WHAT IS BEING ASKED:
Retype only the lines at the head of the records, first through the one with "Indicate the tree shadow", exactly as written.

(Dataset records)
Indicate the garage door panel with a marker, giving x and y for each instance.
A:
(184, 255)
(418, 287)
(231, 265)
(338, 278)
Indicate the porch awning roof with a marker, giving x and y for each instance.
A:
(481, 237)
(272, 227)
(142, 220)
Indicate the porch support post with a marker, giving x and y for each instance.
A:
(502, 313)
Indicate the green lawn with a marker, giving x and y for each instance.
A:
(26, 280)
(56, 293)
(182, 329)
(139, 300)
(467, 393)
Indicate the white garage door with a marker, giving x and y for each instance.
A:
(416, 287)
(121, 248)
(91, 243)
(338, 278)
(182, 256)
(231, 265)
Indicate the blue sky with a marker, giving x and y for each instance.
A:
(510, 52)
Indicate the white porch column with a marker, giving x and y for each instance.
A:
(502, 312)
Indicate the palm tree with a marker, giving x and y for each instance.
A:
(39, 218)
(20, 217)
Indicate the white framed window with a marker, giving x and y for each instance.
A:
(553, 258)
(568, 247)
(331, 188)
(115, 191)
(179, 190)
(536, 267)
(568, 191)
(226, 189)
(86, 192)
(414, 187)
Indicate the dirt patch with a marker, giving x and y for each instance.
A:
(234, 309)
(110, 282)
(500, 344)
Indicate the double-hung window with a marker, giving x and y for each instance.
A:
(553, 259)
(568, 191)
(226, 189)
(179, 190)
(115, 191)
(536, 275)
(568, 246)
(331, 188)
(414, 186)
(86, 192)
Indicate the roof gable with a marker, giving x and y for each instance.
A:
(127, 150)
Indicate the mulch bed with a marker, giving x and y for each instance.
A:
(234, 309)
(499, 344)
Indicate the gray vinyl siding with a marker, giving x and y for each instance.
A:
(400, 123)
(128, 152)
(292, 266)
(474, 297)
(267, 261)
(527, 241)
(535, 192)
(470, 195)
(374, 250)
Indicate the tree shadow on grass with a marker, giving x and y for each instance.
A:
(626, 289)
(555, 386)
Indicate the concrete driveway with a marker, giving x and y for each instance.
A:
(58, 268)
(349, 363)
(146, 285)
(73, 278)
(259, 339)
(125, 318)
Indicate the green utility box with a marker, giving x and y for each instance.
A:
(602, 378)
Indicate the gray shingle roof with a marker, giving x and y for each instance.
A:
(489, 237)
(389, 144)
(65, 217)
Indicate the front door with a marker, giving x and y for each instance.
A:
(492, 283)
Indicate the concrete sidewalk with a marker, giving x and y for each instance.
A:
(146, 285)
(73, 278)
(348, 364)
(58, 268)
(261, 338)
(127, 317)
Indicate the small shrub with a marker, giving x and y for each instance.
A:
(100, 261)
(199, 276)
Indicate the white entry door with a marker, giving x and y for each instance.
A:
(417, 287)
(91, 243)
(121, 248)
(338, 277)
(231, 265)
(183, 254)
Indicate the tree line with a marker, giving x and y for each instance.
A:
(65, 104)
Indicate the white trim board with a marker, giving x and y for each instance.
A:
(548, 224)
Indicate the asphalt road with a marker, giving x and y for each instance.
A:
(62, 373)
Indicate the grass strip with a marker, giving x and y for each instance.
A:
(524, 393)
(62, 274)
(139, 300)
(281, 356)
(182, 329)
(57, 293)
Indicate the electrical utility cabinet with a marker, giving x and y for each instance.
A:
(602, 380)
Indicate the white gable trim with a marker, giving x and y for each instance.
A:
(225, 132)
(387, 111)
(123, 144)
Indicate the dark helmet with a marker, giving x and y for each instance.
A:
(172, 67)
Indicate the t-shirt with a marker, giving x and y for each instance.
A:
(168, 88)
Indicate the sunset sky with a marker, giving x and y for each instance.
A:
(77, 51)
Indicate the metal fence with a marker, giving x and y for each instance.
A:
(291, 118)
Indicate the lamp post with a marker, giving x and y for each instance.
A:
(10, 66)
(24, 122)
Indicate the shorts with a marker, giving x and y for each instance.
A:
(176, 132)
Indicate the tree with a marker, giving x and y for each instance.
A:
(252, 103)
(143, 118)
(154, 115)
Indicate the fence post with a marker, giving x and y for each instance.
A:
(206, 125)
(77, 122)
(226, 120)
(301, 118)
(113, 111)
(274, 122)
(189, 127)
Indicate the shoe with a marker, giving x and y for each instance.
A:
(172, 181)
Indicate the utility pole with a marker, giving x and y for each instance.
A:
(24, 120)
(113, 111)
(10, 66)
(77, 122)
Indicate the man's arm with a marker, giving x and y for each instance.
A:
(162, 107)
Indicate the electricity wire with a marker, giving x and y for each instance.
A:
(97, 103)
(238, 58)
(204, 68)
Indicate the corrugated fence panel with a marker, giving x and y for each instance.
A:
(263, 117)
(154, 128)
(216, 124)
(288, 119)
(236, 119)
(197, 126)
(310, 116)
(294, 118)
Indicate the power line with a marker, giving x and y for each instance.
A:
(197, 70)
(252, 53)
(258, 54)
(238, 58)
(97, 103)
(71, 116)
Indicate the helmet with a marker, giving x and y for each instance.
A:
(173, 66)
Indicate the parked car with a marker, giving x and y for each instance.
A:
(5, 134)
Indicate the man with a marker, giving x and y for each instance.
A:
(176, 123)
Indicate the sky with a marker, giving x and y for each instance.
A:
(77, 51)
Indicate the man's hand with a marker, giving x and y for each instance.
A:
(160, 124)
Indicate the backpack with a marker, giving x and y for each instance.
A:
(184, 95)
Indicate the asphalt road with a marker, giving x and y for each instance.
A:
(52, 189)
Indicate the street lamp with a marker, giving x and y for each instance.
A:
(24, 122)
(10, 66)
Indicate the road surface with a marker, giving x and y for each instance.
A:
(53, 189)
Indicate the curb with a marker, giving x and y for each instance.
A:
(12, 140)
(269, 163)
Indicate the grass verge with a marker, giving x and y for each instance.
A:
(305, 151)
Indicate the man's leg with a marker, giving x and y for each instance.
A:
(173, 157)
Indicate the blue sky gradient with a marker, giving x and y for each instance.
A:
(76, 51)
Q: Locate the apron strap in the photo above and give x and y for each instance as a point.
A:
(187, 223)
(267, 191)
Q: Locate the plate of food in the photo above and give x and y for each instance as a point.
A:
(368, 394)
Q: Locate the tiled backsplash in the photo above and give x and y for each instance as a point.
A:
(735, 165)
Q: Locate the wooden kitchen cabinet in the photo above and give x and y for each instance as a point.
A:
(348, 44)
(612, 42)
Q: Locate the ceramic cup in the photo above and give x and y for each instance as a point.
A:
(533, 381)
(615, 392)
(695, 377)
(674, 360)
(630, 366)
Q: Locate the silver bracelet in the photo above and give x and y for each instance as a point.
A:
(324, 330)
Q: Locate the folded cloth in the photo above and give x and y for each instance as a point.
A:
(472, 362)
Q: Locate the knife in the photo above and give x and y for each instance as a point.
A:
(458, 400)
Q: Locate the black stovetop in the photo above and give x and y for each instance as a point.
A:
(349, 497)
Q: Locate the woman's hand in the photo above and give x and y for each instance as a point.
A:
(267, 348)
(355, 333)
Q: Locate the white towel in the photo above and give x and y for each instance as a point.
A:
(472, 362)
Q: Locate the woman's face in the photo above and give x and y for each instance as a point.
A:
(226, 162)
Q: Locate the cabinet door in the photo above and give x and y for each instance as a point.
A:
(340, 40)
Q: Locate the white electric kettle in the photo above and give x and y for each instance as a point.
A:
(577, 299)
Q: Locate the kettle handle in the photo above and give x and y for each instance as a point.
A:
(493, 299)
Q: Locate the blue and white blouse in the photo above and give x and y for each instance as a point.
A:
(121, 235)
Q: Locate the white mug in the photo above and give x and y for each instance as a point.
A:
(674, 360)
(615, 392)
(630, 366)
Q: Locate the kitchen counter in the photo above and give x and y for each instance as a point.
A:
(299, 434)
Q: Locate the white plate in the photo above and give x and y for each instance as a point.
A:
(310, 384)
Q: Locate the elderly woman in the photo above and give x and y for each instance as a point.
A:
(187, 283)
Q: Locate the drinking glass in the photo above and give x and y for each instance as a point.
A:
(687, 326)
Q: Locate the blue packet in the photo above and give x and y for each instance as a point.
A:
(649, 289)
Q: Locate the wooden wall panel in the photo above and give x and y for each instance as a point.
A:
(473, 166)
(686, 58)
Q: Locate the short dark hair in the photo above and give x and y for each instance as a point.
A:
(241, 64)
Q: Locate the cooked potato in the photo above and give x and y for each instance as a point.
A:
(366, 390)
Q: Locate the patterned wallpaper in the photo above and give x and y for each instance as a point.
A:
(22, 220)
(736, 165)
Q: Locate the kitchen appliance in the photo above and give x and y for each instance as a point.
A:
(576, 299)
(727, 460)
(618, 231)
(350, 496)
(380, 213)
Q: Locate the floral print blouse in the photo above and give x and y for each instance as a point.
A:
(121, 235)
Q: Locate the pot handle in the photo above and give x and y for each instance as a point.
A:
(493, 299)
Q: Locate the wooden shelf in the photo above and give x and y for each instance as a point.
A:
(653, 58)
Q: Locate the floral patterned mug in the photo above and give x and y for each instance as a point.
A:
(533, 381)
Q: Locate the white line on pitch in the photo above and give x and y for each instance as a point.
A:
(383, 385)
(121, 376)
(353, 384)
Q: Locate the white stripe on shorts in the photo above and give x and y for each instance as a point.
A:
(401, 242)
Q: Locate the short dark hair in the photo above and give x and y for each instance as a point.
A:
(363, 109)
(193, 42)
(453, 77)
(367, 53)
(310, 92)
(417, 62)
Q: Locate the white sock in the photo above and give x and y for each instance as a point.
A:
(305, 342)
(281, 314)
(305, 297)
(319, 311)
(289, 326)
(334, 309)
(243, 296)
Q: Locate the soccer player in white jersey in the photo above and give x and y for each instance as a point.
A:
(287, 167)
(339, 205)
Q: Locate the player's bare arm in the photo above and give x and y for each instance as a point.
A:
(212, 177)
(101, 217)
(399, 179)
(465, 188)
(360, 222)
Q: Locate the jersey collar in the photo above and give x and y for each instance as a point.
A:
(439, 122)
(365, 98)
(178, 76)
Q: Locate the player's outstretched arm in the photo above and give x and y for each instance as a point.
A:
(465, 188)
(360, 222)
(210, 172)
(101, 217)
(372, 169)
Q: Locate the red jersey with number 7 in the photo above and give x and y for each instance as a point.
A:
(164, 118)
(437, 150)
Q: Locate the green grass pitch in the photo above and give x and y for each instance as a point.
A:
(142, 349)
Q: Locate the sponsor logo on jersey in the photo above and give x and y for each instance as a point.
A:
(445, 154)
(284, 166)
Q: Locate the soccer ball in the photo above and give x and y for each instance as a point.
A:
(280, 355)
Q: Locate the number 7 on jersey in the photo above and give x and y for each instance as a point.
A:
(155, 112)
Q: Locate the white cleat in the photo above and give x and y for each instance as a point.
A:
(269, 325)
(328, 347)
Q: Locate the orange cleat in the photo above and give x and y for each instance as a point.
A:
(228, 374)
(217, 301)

SOLUTION:
Indicate the garage door panel with a marker, giving x and y for each instance.
A:
(184, 255)
(418, 287)
(231, 265)
(338, 278)
Indicate the porch awning roof with a marker, giving x and y for each instance.
A:
(481, 237)
(272, 227)
(142, 220)
Indicate the porch support post with a marker, giving x and y for each instance.
A:
(502, 313)
Indicate the green lawn with a marker, giving x and y for each instance.
A:
(26, 280)
(56, 293)
(182, 329)
(139, 300)
(467, 393)
Indicate the white garage door with a marker, giving x and y for each instance.
A:
(416, 287)
(121, 248)
(91, 243)
(338, 278)
(182, 256)
(231, 265)
Indicate the blue sky with a marker, giving x and y for each instance.
A:
(510, 52)
Indicate the white porch column with a marker, giving x and y for each instance.
A:
(502, 312)
Indicate the palm tree with a marker, giving x and y for each instance.
A:
(39, 218)
(20, 217)
Indicate the white framed window with a marker, giving x and y for each instance.
A:
(553, 258)
(568, 247)
(331, 188)
(115, 191)
(179, 190)
(536, 267)
(568, 191)
(226, 189)
(86, 192)
(414, 187)
Indicate the dirt patch with a marker, giving x and y for each instance.
A:
(234, 309)
(110, 282)
(500, 344)
Indicate the double-hung window with a marker, giving x and y for each instance.
A:
(553, 259)
(568, 191)
(226, 189)
(179, 190)
(115, 191)
(536, 275)
(568, 246)
(331, 188)
(414, 186)
(86, 192)
Indicate the roof gable with a marker, giving x and y for each instance.
A:
(127, 150)
Indicate the mulch bed with a marker, giving x and y for each instance.
A:
(234, 309)
(499, 344)
Indicate the gray vinyl siding with a marker, giving x and y for each instance.
A:
(400, 123)
(128, 152)
(292, 266)
(474, 297)
(267, 261)
(527, 241)
(535, 192)
(470, 195)
(374, 250)
Indicate the tree shadow on grass with a marker, giving x and y for each instance.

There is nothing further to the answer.